**Exercise objective**
How many lines in the items below contain the word "Input", with capital and lowercase letters matching? Give only the number.

******

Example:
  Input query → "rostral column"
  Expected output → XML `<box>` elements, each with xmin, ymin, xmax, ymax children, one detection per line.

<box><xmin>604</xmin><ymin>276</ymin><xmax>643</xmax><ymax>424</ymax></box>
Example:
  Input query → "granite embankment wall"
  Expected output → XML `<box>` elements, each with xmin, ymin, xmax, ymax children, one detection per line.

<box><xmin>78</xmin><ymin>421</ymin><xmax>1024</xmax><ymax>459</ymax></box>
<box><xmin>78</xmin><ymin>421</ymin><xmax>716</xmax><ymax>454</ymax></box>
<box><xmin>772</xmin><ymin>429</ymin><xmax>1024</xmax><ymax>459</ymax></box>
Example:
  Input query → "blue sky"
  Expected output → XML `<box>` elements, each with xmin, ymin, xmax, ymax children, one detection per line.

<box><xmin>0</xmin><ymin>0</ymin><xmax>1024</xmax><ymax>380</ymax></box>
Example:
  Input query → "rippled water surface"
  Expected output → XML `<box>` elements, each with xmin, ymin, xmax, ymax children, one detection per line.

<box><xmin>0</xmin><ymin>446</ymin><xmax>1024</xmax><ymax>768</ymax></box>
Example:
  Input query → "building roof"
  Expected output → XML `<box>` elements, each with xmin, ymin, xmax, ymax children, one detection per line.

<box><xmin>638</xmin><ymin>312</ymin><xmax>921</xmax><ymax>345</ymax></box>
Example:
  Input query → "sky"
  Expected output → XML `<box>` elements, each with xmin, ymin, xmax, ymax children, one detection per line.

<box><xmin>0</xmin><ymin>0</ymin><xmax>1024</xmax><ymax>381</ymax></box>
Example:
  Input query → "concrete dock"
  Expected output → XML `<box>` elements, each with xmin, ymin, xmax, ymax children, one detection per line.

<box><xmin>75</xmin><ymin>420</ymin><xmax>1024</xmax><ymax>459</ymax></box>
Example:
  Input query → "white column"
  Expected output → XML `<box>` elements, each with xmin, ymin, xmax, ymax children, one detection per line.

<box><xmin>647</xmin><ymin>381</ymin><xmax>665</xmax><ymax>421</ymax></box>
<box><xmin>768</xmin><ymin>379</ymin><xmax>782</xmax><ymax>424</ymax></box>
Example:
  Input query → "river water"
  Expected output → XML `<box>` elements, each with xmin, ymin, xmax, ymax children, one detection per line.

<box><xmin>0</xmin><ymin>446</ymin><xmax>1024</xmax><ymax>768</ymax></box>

******

**Result of this exercise**
9